▼
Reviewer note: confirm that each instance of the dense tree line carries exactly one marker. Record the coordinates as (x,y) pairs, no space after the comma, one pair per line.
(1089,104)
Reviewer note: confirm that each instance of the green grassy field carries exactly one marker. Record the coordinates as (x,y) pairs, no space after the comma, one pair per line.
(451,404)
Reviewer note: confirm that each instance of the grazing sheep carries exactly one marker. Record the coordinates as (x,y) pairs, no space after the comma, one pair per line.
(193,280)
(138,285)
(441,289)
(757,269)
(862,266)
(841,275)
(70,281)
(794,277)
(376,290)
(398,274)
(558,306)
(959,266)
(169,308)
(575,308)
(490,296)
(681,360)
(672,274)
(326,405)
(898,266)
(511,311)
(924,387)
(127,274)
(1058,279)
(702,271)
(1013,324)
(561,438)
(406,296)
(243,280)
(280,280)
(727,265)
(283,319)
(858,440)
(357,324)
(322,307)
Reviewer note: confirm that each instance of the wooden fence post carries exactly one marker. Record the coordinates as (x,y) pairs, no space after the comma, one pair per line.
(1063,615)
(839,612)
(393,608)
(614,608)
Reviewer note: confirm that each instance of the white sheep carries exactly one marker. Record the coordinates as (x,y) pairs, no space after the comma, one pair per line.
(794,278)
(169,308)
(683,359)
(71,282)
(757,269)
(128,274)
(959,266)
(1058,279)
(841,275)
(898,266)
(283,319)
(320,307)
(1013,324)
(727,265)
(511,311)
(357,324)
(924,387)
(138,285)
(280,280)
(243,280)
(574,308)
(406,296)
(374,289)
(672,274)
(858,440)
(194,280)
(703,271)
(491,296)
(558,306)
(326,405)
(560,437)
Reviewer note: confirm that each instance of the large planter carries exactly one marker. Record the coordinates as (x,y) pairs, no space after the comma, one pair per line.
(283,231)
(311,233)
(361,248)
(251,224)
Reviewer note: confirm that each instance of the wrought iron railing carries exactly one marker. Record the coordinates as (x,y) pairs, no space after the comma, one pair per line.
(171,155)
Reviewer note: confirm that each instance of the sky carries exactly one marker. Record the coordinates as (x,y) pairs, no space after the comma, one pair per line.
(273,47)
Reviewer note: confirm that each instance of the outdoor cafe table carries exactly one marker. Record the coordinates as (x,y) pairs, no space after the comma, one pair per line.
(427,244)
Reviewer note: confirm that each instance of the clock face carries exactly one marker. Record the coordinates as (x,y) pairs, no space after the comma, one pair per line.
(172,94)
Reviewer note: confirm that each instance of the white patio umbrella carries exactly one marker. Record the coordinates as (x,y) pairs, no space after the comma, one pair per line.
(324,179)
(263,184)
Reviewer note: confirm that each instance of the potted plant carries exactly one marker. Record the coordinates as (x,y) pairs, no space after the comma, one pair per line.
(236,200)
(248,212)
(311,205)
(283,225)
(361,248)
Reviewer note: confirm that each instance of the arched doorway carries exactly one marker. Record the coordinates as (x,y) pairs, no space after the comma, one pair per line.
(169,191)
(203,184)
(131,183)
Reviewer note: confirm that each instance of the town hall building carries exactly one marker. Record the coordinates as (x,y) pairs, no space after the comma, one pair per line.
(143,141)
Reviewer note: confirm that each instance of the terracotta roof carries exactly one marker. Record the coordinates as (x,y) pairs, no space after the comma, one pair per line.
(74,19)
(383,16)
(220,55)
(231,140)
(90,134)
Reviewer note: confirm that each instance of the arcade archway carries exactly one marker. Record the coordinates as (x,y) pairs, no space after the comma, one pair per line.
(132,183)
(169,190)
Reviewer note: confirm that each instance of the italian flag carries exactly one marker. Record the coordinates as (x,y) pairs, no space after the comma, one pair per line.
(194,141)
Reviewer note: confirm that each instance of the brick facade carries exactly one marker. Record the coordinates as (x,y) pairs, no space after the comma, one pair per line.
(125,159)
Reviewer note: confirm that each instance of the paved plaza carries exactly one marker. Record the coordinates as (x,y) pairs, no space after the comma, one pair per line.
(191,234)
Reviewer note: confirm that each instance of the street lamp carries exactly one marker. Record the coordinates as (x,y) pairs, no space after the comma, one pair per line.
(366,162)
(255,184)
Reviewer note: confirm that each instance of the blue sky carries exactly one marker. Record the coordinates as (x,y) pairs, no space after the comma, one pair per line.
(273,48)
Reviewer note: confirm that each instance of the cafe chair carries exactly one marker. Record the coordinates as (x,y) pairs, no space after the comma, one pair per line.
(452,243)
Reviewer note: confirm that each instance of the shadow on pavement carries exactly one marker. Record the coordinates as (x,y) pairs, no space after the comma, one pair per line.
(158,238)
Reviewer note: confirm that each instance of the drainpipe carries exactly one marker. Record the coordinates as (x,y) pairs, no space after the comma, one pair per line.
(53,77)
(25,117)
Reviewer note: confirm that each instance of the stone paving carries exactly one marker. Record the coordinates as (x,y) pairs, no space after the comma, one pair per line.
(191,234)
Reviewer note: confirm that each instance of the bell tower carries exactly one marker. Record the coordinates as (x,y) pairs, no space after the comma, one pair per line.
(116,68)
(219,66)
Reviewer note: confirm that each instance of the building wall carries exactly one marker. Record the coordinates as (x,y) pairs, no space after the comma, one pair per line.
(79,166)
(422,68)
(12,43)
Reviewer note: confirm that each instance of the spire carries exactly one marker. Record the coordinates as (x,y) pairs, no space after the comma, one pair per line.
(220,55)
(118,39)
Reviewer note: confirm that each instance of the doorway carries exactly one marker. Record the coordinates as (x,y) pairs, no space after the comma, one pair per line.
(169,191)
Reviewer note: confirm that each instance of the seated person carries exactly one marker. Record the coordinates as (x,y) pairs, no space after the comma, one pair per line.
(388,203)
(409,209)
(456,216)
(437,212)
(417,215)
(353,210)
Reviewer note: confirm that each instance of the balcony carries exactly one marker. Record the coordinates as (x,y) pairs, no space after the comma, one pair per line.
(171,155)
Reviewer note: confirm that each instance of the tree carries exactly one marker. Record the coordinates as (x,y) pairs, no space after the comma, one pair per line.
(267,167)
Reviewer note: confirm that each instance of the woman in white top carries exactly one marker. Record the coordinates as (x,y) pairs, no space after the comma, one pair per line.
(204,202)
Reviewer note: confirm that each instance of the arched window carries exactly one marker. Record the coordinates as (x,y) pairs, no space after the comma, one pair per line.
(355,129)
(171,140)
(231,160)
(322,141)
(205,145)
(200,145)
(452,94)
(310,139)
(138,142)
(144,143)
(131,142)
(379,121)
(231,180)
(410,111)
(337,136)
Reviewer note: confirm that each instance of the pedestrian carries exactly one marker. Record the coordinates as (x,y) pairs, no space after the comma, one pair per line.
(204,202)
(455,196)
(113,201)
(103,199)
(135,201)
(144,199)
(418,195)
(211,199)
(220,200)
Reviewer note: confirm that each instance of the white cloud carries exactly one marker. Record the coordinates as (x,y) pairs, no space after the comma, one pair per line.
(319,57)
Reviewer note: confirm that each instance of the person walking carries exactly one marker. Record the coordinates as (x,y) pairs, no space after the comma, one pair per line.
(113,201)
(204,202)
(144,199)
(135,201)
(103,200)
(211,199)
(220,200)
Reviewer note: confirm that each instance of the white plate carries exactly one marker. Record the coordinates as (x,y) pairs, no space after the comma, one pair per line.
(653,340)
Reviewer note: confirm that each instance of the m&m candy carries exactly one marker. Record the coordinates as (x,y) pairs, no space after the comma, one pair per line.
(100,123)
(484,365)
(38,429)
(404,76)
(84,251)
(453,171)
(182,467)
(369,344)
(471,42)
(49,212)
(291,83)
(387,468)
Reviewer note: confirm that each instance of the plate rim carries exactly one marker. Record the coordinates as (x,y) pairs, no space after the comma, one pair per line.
▲
WORK TO BE COMPLETED:
Can you give every line of the records above as a JSON list of strings, one string per line, with blank lines left out?

TASK SOLUTION:
[
  "Reviewer note: confirm that each instance of the dense tree line carries exactly one marker. Record the coordinates as (x,y) pairs, no space after the comma, one pair per line.",
  "(1089,104)",
  "Reviewer note: confirm that each instance of the green grassy field carries exactly one marker. Record the coordinates as (x,y) pairs, no space after the comma, one pair per line.",
  "(451,404)",
  "Reviewer note: confirm that each instance of the grazing sheep carries exactly one marker. Record the coordinates as (x,y) pairs, no space after the comma, one pair per line.",
  "(193,280)",
  "(138,285)",
  "(441,289)",
  "(757,269)",
  "(862,266)",
  "(841,275)",
  "(70,281)",
  "(794,277)",
  "(376,290)",
  "(398,274)",
  "(558,306)",
  "(959,266)",
  "(169,308)",
  "(575,308)",
  "(490,296)",
  "(681,360)",
  "(672,274)",
  "(326,405)",
  "(898,266)",
  "(511,311)",
  "(924,387)",
  "(127,274)",
  "(1058,279)",
  "(702,271)",
  "(1013,324)",
  "(561,438)",
  "(406,296)",
  "(243,280)",
  "(280,280)",
  "(727,265)",
  "(283,319)",
  "(858,440)",
  "(357,324)",
  "(322,307)",
  "Reviewer note: confirm that each instance of the wooden fence post carries exactly one marker. Record the coordinates as (x,y) pairs, no space after the comma, one pair per line.",
  "(1063,615)",
  "(839,612)",
  "(393,608)",
  "(614,608)",
  "Reviewer note: confirm that each instance of the white sheep carries exactly one marker. Record the coordinates as (x,y) pairs, no space after the comma, one pair per line.",
  "(794,278)",
  "(169,308)",
  "(683,359)",
  "(71,282)",
  "(757,269)",
  "(128,274)",
  "(959,266)",
  "(1058,279)",
  "(841,275)",
  "(898,266)",
  "(283,319)",
  "(320,307)",
  "(1013,324)",
  "(727,265)",
  "(511,311)",
  "(357,324)",
  "(924,387)",
  "(138,285)",
  "(280,280)",
  "(243,280)",
  "(574,308)",
  "(406,296)",
  "(374,289)",
  "(672,274)",
  "(858,440)",
  "(194,280)",
  "(703,271)",
  "(491,296)",
  "(558,306)",
  "(326,405)",
  "(560,437)",
  "Reviewer note: confirm that each instance of the large planter carries exactly one marker. Record the coordinates as (x,y) pairs, no space after the comma, one pair per line.",
  "(283,231)",
  "(311,233)",
  "(361,248)",
  "(251,224)",
  "Reviewer note: confirm that each instance of the wrought iron railing carries exactly one marker. Record the coordinates as (x,y) pairs, no space after the comma, one pair per line.",
  "(171,155)",
  "Reviewer note: confirm that each instance of the sky carries exactly one marker. Record the coordinates as (x,y) pairs, no space after the comma, one pair per line.",
  "(273,47)",
  "Reviewer note: confirm that each instance of the outdoor cafe table carries exactly one marker. Record the coordinates as (x,y) pairs, no space after the comma, one pair per line.",
  "(427,244)",
  "Reviewer note: confirm that each instance of the clock face carries exactly one marker. Record the coordinates as (x,y) pairs, no space after the comma, one pair per line.",
  "(172,94)",
  "Reviewer note: confirm that each instance of the white patio umbrella carries exactly one marker. Record the coordinates as (x,y) pairs, no space after the comma, one pair per line.",
  "(324,179)",
  "(263,184)",
  "Reviewer note: confirm that each instance of the potted plant carries exactly one marker. Record the coordinates as (x,y) pairs, no space after the comma, one pair per line.",
  "(236,200)",
  "(248,212)",
  "(311,205)",
  "(283,225)",
  "(361,248)",
  "Reviewer note: confirm that each instance of the arched doorway carries exactly one marker. Record the coordinates as (x,y) pairs, no space after the comma, one pair per line.",
  "(169,191)",
  "(203,184)",
  "(131,183)",
  "Reviewer note: confirm that each instance of the town hall building carries exactly one marker. Record the coordinates as (x,y) pairs, no space after the comma, one pair per line.",
  "(143,141)",
  "Reviewer note: confirm that each instance of the terracotta roof carries exactly one marker. Record the coordinates as (x,y) pairs, no space after the comma, one pair per line.",
  "(74,19)",
  "(383,16)",
  "(220,55)",
  "(231,140)",
  "(90,134)",
  "Reviewer note: confirm that each instance of the arcade archway carries exactly one marker. Record the coordinates as (x,y) pairs, no space after the comma, one pair per line.",
  "(132,183)",
  "(169,190)",
  "Reviewer note: confirm that each instance of the italian flag carries exactly one marker. Record the coordinates as (x,y) pairs, no space after the comma, one pair per line.",
  "(194,141)",
  "Reviewer note: confirm that each instance of the brick facade carries exactly one marker. Record the coordinates as (x,y) pairs, no space after the comma, one pair per line.",
  "(125,159)",
  "Reviewer note: confirm that each instance of the paved plaza carries exactly one marker. Record the coordinates as (x,y) pairs, no space after the comma, one pair per line.",
  "(191,234)",
  "Reviewer note: confirm that each instance of the street lamp carries exactly one marker. Record the coordinates as (x,y) pairs, no space after the comma, one pair per line.",
  "(366,162)",
  "(255,184)",
  "Reviewer note: confirm that each instance of the blue sky carries exactly one marker. Record the coordinates as (x,y) pairs, no space after the comma, one pair per line.",
  "(273,48)",
  "Reviewer note: confirm that each instance of the cafe chair carries exactly one marker. Record the coordinates as (x,y) pairs, no space after the comma, one pair per line.",
  "(452,243)",
  "Reviewer note: confirm that each instance of the shadow on pavement carries exactly one marker. Record the coordinates as (x,y) pairs, no space after the comma, one pair per line.",
  "(158,238)",
  "Reviewer note: confirm that each instance of the drainpipe carries exactly one marker. Record the coordinates as (x,y) pairs, no space after the comma, one pair per line.",
  "(53,77)",
  "(25,117)",
  "Reviewer note: confirm that each instance of the stone paving carries exactly one marker. Record the coordinates as (x,y) pairs, no space after the comma, one pair per line.",
  "(191,234)",
  "Reviewer note: confirm that each instance of the bell tower carries exactly one marker. Record the coordinates as (x,y) pairs, no space after the comma, one pair per line.",
  "(116,68)",
  "(219,66)",
  "Reviewer note: confirm that each instance of the building wall carries exactly one marker. Record the coordinates as (x,y) pairs, no space after the comma, one pair per line.",
  "(79,166)",
  "(422,68)",
  "(12,43)",
  "Reviewer note: confirm that each instance of the spire carries exactly one marker. Record the coordinates as (x,y) pairs, no space after the comma, one pair per line.",
  "(220,55)",
  "(118,39)",
  "Reviewer note: confirm that each instance of the doorway carries exactly one marker. Record the coordinates as (x,y) pairs, no space after the comma, one pair per line.",
  "(169,191)",
  "Reviewer note: confirm that each instance of the seated person carries exactly one marker. Record the coordinates as (x,y) pairs, no space after the comma, one pair per line.",
  "(388,203)",
  "(409,209)",
  "(456,216)",
  "(437,212)",
  "(417,215)",
  "(353,210)",
  "Reviewer note: confirm that each instance of the balcony carries exactly one marker. Record the coordinates as (x,y) pairs, no space after the comma, one pair per line.",
  "(171,155)",
  "Reviewer note: confirm that each instance of the tree carries exactly one marker. Record the coordinates as (x,y) pairs, no space after the comma, one pair per line.",
  "(267,167)",
  "Reviewer note: confirm that each instance of the woman in white top carries exactly one marker. Record the coordinates as (x,y) pairs, no space after the comma, one pair per line.",
  "(204,202)",
  "Reviewer note: confirm that each instance of the arched window carries exactly one marker. Record the coordinates as (x,y) pairs, no space after the comma, one pair per line.",
  "(355,129)",
  "(171,140)",
  "(231,160)",
  "(322,141)",
  "(205,145)",
  "(200,145)",
  "(452,94)",
  "(310,139)",
  "(138,142)",
  "(144,143)",
  "(131,142)",
  "(379,121)",
  "(231,180)",
  "(410,111)",
  "(337,136)",
  "Reviewer note: confirm that each instance of the pedestrian carries exactly one marker. Record the coordinates as (x,y) pairs, no space after the comma, one pair per line.",
  "(204,202)",
  "(455,196)",
  "(113,201)",
  "(103,199)",
  "(135,201)",
  "(144,199)",
  "(418,195)",
  "(211,199)",
  "(220,200)",
  "Reviewer note: confirm that each instance of the white cloud carries exactly one marker. Record the coordinates as (x,y) pairs, no space after the comma, one pair per line.",
  "(319,57)",
  "Reviewer note: confirm that each instance of the person walking carries exactly one marker. Record the coordinates as (x,y) pairs, no space after the comma, one pair per line.",
  "(113,201)",
  "(204,202)",
  "(144,199)",
  "(135,201)",
  "(103,200)",
  "(211,199)",
  "(220,200)",
  "Reviewer note: confirm that each instance of the white plate carries exactly one marker. Record the coordinates as (x,y) pairs, no space after the comma, one pair per line.",
  "(653,340)",
  "Reviewer note: confirm that each instance of the m&m candy carries exactly one marker. Record the coordinates as (x,y) pairs, no space after the comma, one pair per line.",
  "(100,123)",
  "(484,365)",
  "(38,429)",
  "(404,76)",
  "(84,251)",
  "(453,171)",
  "(182,467)",
  "(369,344)",
  "(471,42)",
  "(49,212)",
  "(291,83)",
  "(387,468)",
  "Reviewer note: confirm that each instance of the plate rim carries exactly one marker. Record the coordinates as (x,y) pairs, no space after the comma, one pair per line."
]